Towards network-guided neuromodulation for epilepsy.
Piper RJ., Richardson RM., Worrell G., Carmichael DW., Baldeweg T., Litt B., Denison T., Tisdall MM.
Epilepsy is well-recognized as a disorder of brain networks. There is a growing body of research to identify critical nodes within dynamic epileptic networks with the aim to target therapies that halt the onset and propagation of seizures. In parallel, intracranial neuromodulation, including deep brain stimulation and responsive neurostimulation, are well-established and expanding as therapies to reduce seizures in adults with focal-onset epilepsy; and there is emerging evidence for their efficacy in children and generalized-onset seizure disorders. The convergence of these advancing fields is driving an era of 'network-guided neuromodulation' for epilepsy. In this review, we distil the current literature on network mechanisms underlying neurostimulation for epilepsy. We discuss the modulation of key 'propagation points' in the epileptogenic network, focusing primarily on thalamic nuclei targeted in current clinical practice. These include (i) the anterior nucleus of thalamus, now a clinically approved and targeted site for open loop stimulation, and increasingly targeted for responsive neurostimulation; and (ii) the centromedian nucleus of the thalamus, a target for both deep brain stimulation and responsive neurostimulation in generalized-onset epilepsies. We discuss briefly the networks associated with other emerging neuromodulation targets, such as the pulvinar of the thalamus, piriform cortex, septal area, subthalamic nucleus, cerebellum and others. We report synergistic findings garnered from multiple modalities of investigation that have revealed structural and functional networks associated with these propagation points - including scalp and invasive EEG, and diffusion and functional MRI. We also report on intracranial recordings from implanted devices which provide us data on the dynamic networks we are aiming to modulate. Finally, we review the continuing evolution of network-guided neuromodulation for epilepsy to accelerate progress towards two translational goals: (i) to use pre-surgical network analyses to determine patient candidacy for neurostimulation for epilepsy by providing network biomarkers that predict efficacy; and (ii) to deliver precise, personalized and effective antiepileptic stimulation to prevent and arrest seizure propagation through mapping and modulation of each patients' individual epileptogenic networks.

◆ Description of the task ◆
Name every emerging neuromodulation target that the epilepsy neuromodulation abstract lists by name.

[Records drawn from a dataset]
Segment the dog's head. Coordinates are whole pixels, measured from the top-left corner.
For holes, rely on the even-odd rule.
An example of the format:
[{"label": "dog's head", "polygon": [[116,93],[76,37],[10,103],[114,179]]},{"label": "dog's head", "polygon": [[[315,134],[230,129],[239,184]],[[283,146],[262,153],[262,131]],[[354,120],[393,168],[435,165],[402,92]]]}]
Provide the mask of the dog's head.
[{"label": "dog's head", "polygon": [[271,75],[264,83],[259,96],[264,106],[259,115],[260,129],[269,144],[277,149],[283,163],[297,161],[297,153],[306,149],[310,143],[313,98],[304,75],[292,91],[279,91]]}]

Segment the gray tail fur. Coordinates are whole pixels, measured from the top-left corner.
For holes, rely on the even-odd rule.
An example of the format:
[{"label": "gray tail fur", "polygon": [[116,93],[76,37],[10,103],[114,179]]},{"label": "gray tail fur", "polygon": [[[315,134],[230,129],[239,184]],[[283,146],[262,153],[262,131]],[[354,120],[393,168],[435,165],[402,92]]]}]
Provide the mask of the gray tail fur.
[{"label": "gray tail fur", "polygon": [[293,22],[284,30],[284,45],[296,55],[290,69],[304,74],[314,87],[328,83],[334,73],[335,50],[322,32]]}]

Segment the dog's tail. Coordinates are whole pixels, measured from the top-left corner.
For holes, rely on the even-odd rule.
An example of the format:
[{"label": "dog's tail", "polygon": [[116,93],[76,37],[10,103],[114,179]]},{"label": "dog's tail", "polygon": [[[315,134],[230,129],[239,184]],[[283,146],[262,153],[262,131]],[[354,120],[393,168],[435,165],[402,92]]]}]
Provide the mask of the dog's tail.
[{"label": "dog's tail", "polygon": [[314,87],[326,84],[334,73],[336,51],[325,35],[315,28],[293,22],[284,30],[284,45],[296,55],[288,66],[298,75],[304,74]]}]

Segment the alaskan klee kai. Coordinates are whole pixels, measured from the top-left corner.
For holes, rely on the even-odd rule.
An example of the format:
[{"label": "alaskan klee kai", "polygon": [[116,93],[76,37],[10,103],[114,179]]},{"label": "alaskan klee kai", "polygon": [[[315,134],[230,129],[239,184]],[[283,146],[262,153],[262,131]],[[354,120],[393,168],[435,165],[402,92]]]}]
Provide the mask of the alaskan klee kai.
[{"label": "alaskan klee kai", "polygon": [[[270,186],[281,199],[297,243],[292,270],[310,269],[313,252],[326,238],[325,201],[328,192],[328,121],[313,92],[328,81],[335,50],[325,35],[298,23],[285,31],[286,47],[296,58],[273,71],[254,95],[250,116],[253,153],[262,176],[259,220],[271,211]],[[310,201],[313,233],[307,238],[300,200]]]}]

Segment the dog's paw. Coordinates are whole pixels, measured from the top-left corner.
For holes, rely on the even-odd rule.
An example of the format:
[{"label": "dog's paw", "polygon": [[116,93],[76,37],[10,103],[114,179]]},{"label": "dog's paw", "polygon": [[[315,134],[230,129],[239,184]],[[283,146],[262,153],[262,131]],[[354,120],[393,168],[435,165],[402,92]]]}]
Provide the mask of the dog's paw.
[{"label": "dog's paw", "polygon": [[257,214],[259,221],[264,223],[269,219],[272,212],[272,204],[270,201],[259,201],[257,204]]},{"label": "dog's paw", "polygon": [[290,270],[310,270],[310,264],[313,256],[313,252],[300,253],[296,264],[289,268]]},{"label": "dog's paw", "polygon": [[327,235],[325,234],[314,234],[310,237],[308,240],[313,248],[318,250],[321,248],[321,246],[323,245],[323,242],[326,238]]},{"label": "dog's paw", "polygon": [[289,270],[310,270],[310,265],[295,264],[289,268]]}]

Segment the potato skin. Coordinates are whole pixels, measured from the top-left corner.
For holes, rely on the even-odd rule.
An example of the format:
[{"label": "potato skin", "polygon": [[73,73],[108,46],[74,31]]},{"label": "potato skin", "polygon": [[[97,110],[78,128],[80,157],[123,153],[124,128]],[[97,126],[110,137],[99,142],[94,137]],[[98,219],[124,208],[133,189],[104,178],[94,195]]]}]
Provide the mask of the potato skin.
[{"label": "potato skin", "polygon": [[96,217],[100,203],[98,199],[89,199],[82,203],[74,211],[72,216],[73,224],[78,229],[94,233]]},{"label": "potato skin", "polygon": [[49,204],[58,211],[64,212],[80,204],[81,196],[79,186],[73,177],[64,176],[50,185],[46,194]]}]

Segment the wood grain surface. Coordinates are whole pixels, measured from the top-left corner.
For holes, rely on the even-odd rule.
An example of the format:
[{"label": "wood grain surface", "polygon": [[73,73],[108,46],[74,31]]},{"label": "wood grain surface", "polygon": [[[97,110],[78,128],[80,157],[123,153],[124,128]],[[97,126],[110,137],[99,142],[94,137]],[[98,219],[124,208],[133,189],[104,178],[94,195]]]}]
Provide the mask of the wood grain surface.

◆ Task solution ◆
- pulvinar of the thalamus
- piriform cortex
- septal area
- subthalamic nucleus
- cerebellum